Segment Open

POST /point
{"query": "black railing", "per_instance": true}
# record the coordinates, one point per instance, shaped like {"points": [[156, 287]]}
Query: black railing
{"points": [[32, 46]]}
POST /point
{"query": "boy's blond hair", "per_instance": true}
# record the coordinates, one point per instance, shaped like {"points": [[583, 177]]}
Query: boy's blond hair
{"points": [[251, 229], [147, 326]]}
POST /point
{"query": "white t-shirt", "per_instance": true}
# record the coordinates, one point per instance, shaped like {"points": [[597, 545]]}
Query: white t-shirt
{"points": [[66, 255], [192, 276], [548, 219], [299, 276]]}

Segment Closed
Segment Open

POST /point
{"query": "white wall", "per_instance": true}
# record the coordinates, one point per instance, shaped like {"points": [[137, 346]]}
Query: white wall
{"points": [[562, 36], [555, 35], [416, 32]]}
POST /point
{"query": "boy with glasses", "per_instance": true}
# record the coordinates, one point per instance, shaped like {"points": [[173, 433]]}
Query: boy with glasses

Segment Closed

→ **Directions**:
The answer must be every line of the data that holds the word "true".

→ **Result of this task**:
{"query": "black railing", "per_instance": true}
{"query": "boy's blond hair", "per_instance": true}
{"query": "white t-shirt", "per_instance": true}
{"query": "white wall", "per_instance": true}
{"query": "boy with glasses", "per_instance": true}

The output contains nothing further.